▸ **Work to be completed**
In the entries below, find the line with "# indicate a point on every instance of the loose" and the line with "# indicate a point on every instance of the man's leg". Reproduce those two lines and every line between them exactly, and nothing more.

---------- Record extracts ----------

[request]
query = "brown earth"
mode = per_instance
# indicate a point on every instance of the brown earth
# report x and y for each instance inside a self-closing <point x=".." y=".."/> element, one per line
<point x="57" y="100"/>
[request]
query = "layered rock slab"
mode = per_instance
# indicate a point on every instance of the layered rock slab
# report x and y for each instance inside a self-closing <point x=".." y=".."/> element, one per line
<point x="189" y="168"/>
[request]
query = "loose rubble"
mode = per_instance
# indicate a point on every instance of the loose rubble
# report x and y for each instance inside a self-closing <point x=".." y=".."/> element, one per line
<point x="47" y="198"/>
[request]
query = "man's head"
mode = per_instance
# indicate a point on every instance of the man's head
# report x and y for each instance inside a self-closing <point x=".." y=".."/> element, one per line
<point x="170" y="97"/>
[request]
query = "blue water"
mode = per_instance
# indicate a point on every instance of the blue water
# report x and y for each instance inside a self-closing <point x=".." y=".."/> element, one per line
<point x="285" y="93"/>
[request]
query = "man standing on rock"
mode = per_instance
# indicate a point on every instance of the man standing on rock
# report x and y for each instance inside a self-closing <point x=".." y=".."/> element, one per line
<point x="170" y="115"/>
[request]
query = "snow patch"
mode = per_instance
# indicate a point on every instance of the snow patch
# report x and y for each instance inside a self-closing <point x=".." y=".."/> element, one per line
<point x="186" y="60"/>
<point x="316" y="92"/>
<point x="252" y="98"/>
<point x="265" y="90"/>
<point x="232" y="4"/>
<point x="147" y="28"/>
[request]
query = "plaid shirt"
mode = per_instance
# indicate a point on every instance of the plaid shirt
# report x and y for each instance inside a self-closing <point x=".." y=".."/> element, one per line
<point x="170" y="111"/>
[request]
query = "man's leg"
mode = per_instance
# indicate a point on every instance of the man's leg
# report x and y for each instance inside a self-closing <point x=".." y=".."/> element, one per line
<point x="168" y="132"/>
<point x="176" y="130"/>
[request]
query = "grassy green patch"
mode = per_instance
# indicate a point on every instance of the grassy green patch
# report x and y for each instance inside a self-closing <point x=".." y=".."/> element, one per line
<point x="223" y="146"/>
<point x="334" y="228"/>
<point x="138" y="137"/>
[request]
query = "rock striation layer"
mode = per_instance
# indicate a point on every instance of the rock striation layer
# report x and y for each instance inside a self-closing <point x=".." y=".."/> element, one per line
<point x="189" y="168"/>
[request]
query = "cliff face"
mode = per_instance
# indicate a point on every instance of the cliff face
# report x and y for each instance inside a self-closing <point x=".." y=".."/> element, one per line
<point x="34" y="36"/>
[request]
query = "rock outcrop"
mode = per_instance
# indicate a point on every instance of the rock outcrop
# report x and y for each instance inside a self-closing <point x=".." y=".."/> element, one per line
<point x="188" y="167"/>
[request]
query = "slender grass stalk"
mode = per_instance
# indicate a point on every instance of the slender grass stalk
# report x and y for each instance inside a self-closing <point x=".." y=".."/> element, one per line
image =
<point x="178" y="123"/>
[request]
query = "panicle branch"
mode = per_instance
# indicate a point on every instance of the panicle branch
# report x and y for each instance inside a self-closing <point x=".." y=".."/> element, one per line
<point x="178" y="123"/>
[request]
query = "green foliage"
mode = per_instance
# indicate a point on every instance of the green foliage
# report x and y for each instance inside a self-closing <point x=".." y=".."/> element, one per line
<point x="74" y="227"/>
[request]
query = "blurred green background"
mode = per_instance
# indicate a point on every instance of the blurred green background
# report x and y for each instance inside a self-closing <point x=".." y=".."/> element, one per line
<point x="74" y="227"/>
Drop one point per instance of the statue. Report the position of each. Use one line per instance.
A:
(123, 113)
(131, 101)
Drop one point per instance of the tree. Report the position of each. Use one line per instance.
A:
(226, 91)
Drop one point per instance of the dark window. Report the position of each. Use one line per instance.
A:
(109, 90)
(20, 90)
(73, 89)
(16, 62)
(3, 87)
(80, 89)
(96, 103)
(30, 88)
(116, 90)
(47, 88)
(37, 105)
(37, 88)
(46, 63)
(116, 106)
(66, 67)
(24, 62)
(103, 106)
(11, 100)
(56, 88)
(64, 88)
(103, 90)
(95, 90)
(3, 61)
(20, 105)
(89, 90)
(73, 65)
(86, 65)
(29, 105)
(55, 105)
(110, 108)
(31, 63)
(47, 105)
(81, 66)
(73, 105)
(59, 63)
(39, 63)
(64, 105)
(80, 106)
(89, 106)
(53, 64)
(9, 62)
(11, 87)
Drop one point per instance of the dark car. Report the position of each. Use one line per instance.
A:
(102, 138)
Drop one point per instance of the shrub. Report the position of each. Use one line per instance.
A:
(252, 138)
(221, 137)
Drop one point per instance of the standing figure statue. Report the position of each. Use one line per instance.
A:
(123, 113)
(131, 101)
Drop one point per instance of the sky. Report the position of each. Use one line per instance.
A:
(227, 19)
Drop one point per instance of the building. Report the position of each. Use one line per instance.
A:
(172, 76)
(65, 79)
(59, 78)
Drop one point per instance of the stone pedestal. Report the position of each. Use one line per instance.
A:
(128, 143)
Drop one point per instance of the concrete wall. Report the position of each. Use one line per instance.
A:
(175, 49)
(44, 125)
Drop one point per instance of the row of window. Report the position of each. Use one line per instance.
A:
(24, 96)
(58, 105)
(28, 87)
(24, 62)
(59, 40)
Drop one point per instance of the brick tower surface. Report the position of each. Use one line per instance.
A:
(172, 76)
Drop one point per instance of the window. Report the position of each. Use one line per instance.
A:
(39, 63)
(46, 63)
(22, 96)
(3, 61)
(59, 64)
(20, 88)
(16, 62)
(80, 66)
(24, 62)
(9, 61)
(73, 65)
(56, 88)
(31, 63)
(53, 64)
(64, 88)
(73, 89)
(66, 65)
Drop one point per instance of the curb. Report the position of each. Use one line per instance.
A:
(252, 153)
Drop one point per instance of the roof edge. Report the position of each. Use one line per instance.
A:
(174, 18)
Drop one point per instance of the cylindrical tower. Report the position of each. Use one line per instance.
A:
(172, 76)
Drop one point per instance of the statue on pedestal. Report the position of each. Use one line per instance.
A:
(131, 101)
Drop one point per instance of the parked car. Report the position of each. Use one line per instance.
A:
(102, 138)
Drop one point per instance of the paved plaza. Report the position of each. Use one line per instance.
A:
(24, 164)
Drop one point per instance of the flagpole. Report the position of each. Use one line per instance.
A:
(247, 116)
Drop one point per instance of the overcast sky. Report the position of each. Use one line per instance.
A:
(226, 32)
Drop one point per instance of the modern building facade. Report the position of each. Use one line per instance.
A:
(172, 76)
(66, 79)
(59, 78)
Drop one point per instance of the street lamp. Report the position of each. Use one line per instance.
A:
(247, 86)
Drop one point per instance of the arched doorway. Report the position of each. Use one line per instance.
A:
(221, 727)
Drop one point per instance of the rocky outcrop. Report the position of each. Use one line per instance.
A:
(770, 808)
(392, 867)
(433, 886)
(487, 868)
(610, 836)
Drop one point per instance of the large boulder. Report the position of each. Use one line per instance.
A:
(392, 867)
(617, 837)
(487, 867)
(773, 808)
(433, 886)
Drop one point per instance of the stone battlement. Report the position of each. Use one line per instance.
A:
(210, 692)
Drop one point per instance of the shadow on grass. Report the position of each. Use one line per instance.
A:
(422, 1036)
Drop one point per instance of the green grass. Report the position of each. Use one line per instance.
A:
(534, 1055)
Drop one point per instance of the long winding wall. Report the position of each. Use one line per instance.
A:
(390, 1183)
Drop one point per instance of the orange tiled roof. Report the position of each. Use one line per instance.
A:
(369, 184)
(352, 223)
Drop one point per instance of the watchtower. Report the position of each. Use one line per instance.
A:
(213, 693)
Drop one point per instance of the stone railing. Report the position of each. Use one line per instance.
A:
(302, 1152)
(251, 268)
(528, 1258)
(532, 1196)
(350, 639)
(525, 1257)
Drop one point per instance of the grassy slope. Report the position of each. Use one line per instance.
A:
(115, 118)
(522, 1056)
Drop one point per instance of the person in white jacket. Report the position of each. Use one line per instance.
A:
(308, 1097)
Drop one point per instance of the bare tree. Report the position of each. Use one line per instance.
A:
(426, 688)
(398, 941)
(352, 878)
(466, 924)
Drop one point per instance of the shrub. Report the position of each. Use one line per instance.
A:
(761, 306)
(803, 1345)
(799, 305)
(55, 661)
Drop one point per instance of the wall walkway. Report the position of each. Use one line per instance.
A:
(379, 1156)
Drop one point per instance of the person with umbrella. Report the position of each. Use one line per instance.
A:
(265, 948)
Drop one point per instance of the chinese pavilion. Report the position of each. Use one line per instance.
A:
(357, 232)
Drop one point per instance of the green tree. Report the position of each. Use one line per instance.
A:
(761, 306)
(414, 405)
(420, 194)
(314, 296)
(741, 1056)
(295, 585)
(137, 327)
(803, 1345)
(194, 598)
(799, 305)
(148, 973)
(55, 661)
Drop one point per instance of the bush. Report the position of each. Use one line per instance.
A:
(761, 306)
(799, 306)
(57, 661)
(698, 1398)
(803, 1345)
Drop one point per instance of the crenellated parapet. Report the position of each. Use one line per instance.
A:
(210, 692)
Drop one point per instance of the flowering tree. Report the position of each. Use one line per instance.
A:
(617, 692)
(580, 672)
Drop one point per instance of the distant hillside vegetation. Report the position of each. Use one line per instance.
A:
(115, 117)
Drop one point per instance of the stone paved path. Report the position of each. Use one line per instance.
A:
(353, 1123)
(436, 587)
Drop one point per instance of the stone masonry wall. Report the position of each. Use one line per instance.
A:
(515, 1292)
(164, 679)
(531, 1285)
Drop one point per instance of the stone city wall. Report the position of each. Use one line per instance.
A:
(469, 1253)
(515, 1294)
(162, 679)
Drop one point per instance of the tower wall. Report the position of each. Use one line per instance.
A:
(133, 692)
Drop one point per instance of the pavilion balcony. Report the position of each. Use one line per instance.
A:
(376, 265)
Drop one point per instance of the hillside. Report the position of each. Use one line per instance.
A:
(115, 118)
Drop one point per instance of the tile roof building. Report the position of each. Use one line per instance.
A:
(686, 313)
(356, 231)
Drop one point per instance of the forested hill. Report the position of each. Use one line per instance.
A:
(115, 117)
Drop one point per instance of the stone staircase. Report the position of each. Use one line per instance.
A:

----------

▸ **Task solution**
# indicate a point on every instance of the loose rubble
# report x and y for each instance inside a self-closing <point x=".." y=".."/> element, one per line
<point x="47" y="198"/>
[request]
query = "man's head"
mode = per_instance
# indicate a point on every instance of the man's head
# report x and y for each instance inside a self-closing <point x=".." y=".."/> element, one per line
<point x="170" y="97"/>
[request]
query = "blue water"
mode = per_instance
# indicate a point on every instance of the blue water
# report x and y for each instance inside a self-closing <point x=".." y=".."/> element, one per line
<point x="285" y="93"/>
[request]
query = "man standing on rock"
mode = per_instance
# indicate a point on every instance of the man standing on rock
# report x and y for each instance inside a self-closing <point x=".." y=".."/> element, one per line
<point x="170" y="115"/>
[request]
query = "snow patch"
mode = per_instance
# indicate a point on every instance of the snow patch
# report x and y for each instance inside a self-closing <point x=".." y=".."/> element, one per line
<point x="186" y="60"/>
<point x="316" y="92"/>
<point x="252" y="98"/>
<point x="265" y="90"/>
<point x="232" y="4"/>
<point x="147" y="28"/>
[request]
query = "plaid shirt"
mode = per_instance
# indicate a point on every instance of the plaid shirt
# report x and y for each instance inside a self-closing <point x=".." y=".."/> element, one per line
<point x="170" y="111"/>
[request]
query = "man's leg"
mode = per_instance
# indicate a point on every instance of the man's leg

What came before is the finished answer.